■ PROBLEM DESCRIPTION ■
Rewrite the lines below as a numbered list, skipping any blank lines. Leave out any pictures.

■ RECORDS SUPPLIED ■
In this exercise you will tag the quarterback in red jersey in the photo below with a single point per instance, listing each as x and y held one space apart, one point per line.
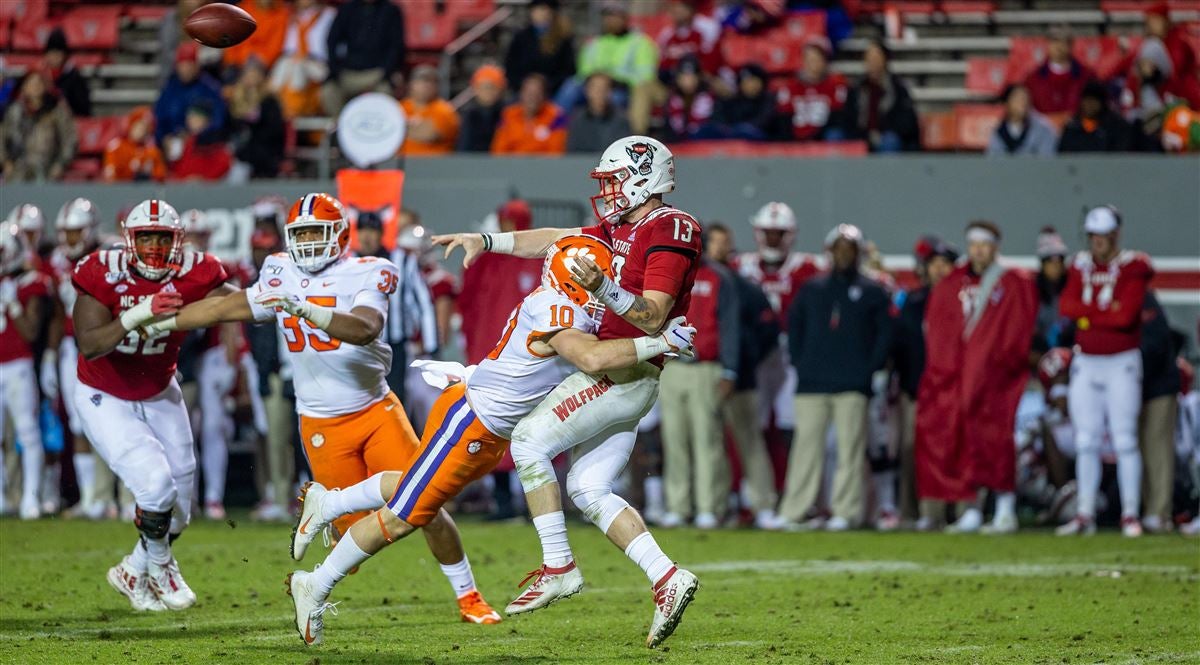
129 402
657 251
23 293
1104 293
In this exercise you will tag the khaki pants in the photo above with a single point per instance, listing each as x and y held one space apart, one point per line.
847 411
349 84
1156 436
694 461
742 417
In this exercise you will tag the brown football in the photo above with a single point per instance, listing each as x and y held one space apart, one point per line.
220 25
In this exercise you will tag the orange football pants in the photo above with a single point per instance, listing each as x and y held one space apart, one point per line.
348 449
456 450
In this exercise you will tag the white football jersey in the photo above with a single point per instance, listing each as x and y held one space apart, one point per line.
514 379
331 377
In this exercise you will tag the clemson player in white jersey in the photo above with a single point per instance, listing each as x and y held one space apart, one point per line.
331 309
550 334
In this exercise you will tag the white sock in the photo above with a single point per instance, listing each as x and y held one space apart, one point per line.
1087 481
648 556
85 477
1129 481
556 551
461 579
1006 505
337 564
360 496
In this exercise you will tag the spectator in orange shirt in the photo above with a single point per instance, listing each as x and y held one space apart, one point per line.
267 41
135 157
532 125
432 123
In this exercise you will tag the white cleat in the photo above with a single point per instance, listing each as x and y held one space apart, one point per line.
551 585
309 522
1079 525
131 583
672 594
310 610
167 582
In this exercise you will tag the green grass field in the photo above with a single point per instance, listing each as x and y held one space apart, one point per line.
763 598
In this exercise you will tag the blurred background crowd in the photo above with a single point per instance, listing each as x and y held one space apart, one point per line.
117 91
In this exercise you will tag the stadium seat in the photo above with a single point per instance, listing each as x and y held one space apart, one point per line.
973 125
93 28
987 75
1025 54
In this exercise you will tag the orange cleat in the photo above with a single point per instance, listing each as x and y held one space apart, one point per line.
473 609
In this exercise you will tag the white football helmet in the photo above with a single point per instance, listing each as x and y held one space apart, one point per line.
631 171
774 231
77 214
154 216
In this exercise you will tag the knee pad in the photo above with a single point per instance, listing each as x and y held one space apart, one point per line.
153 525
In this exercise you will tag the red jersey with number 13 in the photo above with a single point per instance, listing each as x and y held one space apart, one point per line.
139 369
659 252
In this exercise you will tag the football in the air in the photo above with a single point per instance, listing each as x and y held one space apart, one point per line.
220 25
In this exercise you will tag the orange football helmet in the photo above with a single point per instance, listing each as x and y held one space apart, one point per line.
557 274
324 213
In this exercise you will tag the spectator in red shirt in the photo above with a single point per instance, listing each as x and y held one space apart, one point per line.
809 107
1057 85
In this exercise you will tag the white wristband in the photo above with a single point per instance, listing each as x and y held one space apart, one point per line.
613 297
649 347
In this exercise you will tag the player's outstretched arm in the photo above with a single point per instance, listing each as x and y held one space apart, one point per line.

■ FINISHED EXERCISE ■
1. In this exercise you will tag the quarterback in red jersey in the photo below with a single point per instance, listing each as x and y held one space apart, one point per line.
2. 129 402
3. 657 251
4. 23 293
5. 1104 293
6. In this exercise you will tag the khaki pants in the photo above with a single point per instance, listing each as x and y held one space apart, one point per line.
7. 847 411
8. 349 84
9. 1156 436
10. 694 461
11. 742 417
12. In this exercise you will tag the brown football in the photo above with a single point per instance, listing each as x and y held one space apart, one point per line.
13. 220 25
14. In this exercise you will tag the orange football pants in the photo above with a single point per instance, listing each as x and y held one space apart, one point per line.
15. 348 449
16. 456 450
17. In this exercise you will tag the white football jersey in the photo above with a single point per instance, listing each as x and y held one space apart, one point per line.
18. 514 379
19. 331 377
20. In this exercise you will tag the clemson player in white jersey in the photo above with a single point per instance, listing each as x and y held one space apart, one point per line.
21. 331 309
22. 550 334
23. In this exercise you will tag the white sock in the photo above with a single point per instance, listing each as x and y held one space apart, one point per line.
24. 1087 481
25. 648 556
26. 85 477
27. 1129 481
28. 556 551
29. 461 579
30. 1006 505
31. 337 564
32. 360 496
33. In this exercise you will tag the spectator in orange shirt in the photo above with a single point per instance, listing each as x and y held one space apart, one point per line.
34. 267 41
35. 135 157
36. 532 125
37. 432 123
38. In this exercise you will tag the white cleat in the photo above with a single point per instance, listing each as x and y held one space apart, one point per line.
39. 551 585
40. 309 522
41. 1079 525
42. 131 583
43. 672 594
44. 310 610
45. 167 582
46. In this exercise you will tag the green grass field in the photo above with a single point per instance, listing each as x and y held one space apart, one point per line.
47. 763 598
48. In this exercise you will tag the blurred background crowd in the photo above with a single point per instance, listing each as x and y held one space apart, one point per line.
49. 117 91
50. In this exercise you will tag the stadium seat in the photo above with a single point per instance, listing each as x and y held one space apart, one point per line.
51. 973 125
52. 93 28
53. 987 75
54. 1025 54
55. In this exercise you will tag the orange cleat in the photo above with a single point per instance, listing each as x and y held one space apart, one point per line.
56. 473 609
57. In this exercise you will tag the white football helmet in the photo above with a single point per instance, listing each as x and y held one space apart, one point per line.
58. 631 171
59. 774 231
60. 77 214
61. 154 216
62. In this exercise you will tag the knee pad in the photo above with a single point per instance, listing each as x and y held one space apart, one point per line.
63. 153 525
64. In this exercise you will tag the red jersey with number 13 in the photo above with a single point per instance, listing each as x and y held one space apart, one point per line.
65. 139 369
66. 659 252
67. In this exercise you will tag the football in the air in the photo above with a single point per instance, listing each as x and y held one space apart, one point per line.
68. 220 25
69. In this exercise you will tag the orange football helmet in the photo above with a single point per instance, listing each as x and y held one space apart, one point per line.
70. 557 274
71. 324 213
72. In this exercise you will tag the spectator in red shirt in the photo above with a single point per instance, listing each as x and y held one space apart, one point per line.
73. 809 107
74. 1057 85
75. In this exercise you will tag the white wristband in the photo above with a single point per instance, listing each as x and y held one space apart, one point per line.
76. 613 297
77. 649 347
78. In this exercise you will tag the player's outstretched arm in the photo above with a single point per instance, listing each as x and y held one space apart, one point per line.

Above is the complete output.